Present the lines of the listing below as a Markdown table with the columns "n" for the row number and "Line" for the line itself, leaving out any blank lines. Don't include the pictures in your answer.

Part of a data file

+ + + + +

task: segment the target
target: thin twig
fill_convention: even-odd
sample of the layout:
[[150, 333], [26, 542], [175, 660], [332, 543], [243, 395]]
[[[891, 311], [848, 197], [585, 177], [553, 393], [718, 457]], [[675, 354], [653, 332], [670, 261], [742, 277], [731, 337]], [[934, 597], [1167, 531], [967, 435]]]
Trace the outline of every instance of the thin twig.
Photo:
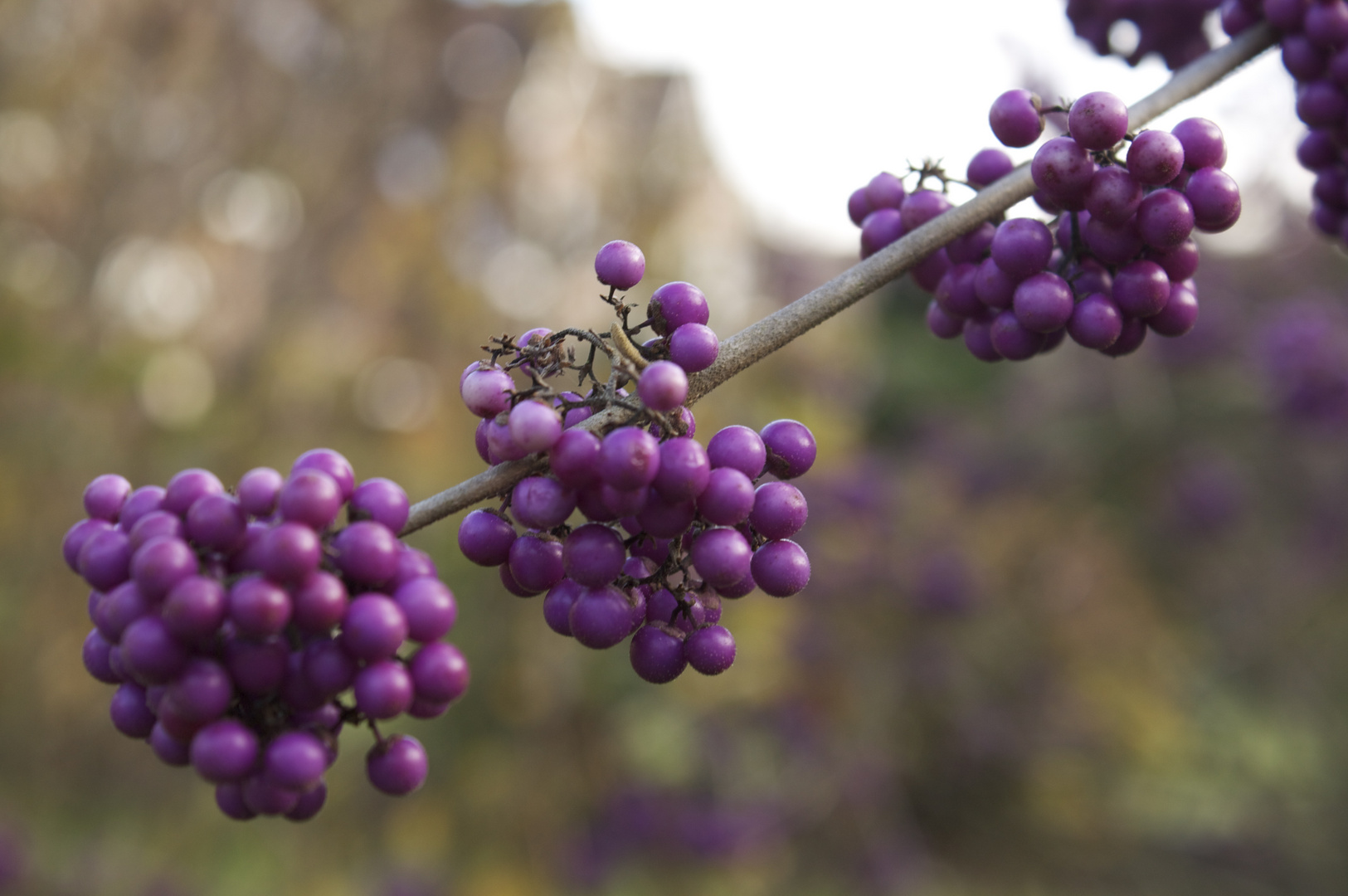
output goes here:
[[[1128, 109], [1128, 129], [1134, 131], [1173, 106], [1198, 96], [1224, 77], [1250, 62], [1277, 43], [1277, 32], [1259, 24], [1231, 43], [1221, 46], [1171, 75], [1159, 90], [1138, 101]], [[903, 236], [783, 309], [762, 321], [751, 323], [721, 342], [716, 362], [689, 377], [686, 404], [693, 404], [736, 373], [762, 361], [798, 335], [813, 330], [830, 317], [860, 302], [886, 283], [903, 276], [918, 261], [950, 241], [969, 233], [980, 224], [995, 218], [1016, 202], [1034, 193], [1030, 166], [1022, 164], [1011, 174], [984, 187], [979, 195], [956, 206], [917, 230]], [[631, 411], [609, 408], [589, 418], [580, 426], [586, 430], [607, 430], [631, 418]], [[411, 508], [403, 535], [430, 525], [479, 501], [504, 493], [522, 478], [547, 469], [545, 455], [497, 463], [470, 480], [433, 494]]]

+ + + + +

-- The solution --
| n | Line |
|---|---|
| 1 | task: segment the target |
| 2 | target: thin twig |
| 3 | fill_convention: even-odd |
| 4 | sample of the layout: |
| 5 | [[150, 333], [26, 542], [175, 660], [332, 543], [243, 395]] |
| 6 | [[[891, 311], [848, 197], [585, 177], [553, 393], [718, 457]], [[675, 354], [653, 332], [670, 261], [742, 277], [731, 337]], [[934, 597], [1167, 531], [967, 435]]] |
| 7 | Trace the outline of every instance of the thin twig. |
| 8 | Photo: |
| 9 | output goes here: |
| 10 | [[[1128, 109], [1128, 129], [1134, 131], [1173, 106], [1198, 96], [1224, 77], [1250, 62], [1277, 43], [1277, 32], [1259, 24], [1231, 43], [1221, 46], [1171, 75], [1159, 90], [1138, 101]], [[903, 236], [783, 309], [762, 321], [751, 323], [721, 342], [716, 362], [689, 377], [686, 404], [693, 404], [736, 373], [762, 361], [798, 335], [813, 330], [830, 317], [860, 302], [886, 283], [903, 276], [918, 261], [950, 241], [969, 233], [980, 224], [995, 218], [1016, 202], [1034, 193], [1030, 166], [1022, 164], [1011, 174], [984, 187], [979, 195], [956, 206], [917, 230]], [[631, 411], [609, 408], [589, 418], [580, 426], [586, 430], [607, 430], [631, 418]], [[411, 508], [403, 535], [430, 525], [479, 501], [504, 493], [522, 478], [547, 469], [545, 455], [497, 463], [470, 480], [433, 494]]] |